▶ SOURCE
════

Reputation: 1364
After careful research and thought, I decided to post this question which is a "sequel" to my previous question asked earlier today.
I made an algorithm that finds the median of an ArrayList and bascially all I do is make a temporary ArrayList, then using Collections.sort() on that ArrayList, I can easily get the median. The problem with that is it takes too long for larger files and I am trying(without luck) to find an implementation of an algorithm to get the median of an unsorted Array(or ArrayList).
From what I read here, the Median of Medians algorithm is used followed by QuickSelect but I cannot find an actual implementation that is easy enough to understand.
Here's a snippet of my code that finds the median of an ArrayList of size filterSize
:
while(elements.size()-counter >= filterSize){
for(int i = 0; i<filterSize; i++){
tempElements.add(this.elements.get(i+counter));
if(i==filterSize){
break;
}
}
Collections.sort(tempElements); //Sort tempElements to find median
outputElements.add(tempElements.get((filterSize-1)/2)); //Add median to an output ArrayList after calculating median index
counter++;
tempElements.clear(); //Removes all elements from the tempElements and start again
}
Basically I'm trying to avoid the whole use of Collections.sort()

════

▶ DATA LISTING
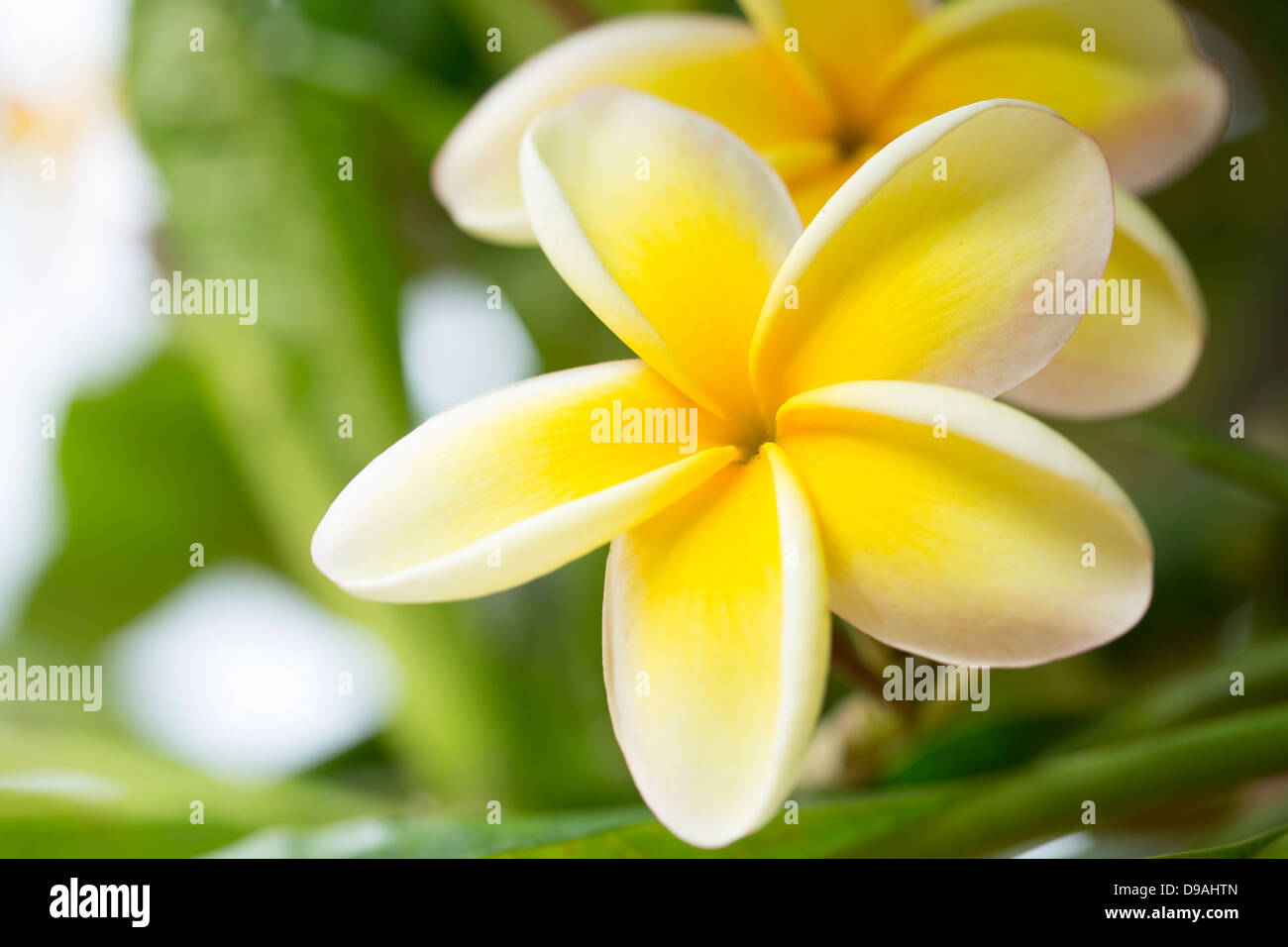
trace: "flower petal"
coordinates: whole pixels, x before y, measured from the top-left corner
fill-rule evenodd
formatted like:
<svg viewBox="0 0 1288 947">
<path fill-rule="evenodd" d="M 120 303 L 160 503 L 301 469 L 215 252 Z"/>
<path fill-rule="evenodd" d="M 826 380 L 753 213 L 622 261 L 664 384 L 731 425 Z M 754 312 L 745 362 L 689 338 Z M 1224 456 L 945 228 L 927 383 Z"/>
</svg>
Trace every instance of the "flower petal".
<svg viewBox="0 0 1288 947">
<path fill-rule="evenodd" d="M 752 345 L 766 412 L 854 380 L 1014 388 L 1078 325 L 1036 316 L 1034 282 L 1099 277 L 1113 213 L 1095 142 L 1041 106 L 917 126 L 837 191 L 774 280 Z"/>
<path fill-rule="evenodd" d="M 716 848 L 778 812 L 823 702 L 829 642 L 814 519 L 774 445 L 613 541 L 608 706 L 667 828 Z"/>
<path fill-rule="evenodd" d="M 1095 52 L 1083 52 L 1095 31 Z M 1050 106 L 1095 135 L 1114 180 L 1139 191 L 1221 138 L 1230 88 L 1170 0 L 967 0 L 909 33 L 881 80 L 894 135 L 978 99 Z"/>
<path fill-rule="evenodd" d="M 778 443 L 813 500 L 832 609 L 886 644 L 1021 667 L 1104 644 L 1149 604 L 1153 553 L 1131 501 L 1015 408 L 857 381 L 787 402 Z"/>
<path fill-rule="evenodd" d="M 826 138 L 833 117 L 755 31 L 732 17 L 645 14 L 592 26 L 532 57 L 484 95 L 434 161 L 434 193 L 465 231 L 531 244 L 519 139 L 544 108 L 625 85 L 711 115 L 756 148 Z"/>
<path fill-rule="evenodd" d="M 799 55 L 841 103 L 851 121 L 873 117 L 881 64 L 917 24 L 933 0 L 739 0 L 747 18 L 782 48 L 795 30 Z M 992 97 L 980 97 L 992 98 Z"/>
<path fill-rule="evenodd" d="M 541 249 L 586 305 L 690 398 L 759 423 L 747 350 L 801 232 L 773 169 L 696 112 L 594 89 L 532 122 L 520 171 Z"/>
<path fill-rule="evenodd" d="M 1194 273 L 1144 204 L 1122 189 L 1115 201 L 1105 280 L 1117 281 L 1118 309 L 1131 299 L 1135 313 L 1088 312 L 1047 367 L 1006 393 L 1010 403 L 1055 417 L 1112 417 L 1166 401 L 1194 374 L 1207 332 Z"/>
<path fill-rule="evenodd" d="M 603 442 L 595 412 L 675 408 L 683 443 Z M 688 428 L 685 433 L 692 432 Z M 612 425 L 601 429 L 612 438 Z M 371 461 L 331 504 L 313 562 L 380 602 L 446 602 L 509 589 L 608 542 L 738 452 L 643 362 L 520 381 L 425 421 Z M 692 451 L 685 454 L 684 451 Z"/>
</svg>

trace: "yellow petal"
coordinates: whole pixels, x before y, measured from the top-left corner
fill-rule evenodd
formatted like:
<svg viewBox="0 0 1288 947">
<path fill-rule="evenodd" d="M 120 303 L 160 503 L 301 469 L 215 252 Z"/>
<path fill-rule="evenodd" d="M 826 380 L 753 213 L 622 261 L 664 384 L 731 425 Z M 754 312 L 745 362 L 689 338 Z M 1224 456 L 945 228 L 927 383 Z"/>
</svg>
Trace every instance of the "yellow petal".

════

▶ THINGS TO DO
1 - List every distinct method name called in the code snippet of the median question.
2 - Reproduce everything in the median question from "From what I" down to "enough to understand.".

▶ RESULTS BY TASK
1 - size, add, get, sort, clear

2 -
From what I read here, the Median of Medians algorithm is used followed by QuickSelect but I cannot find an actual implementation that is easy enough to understand.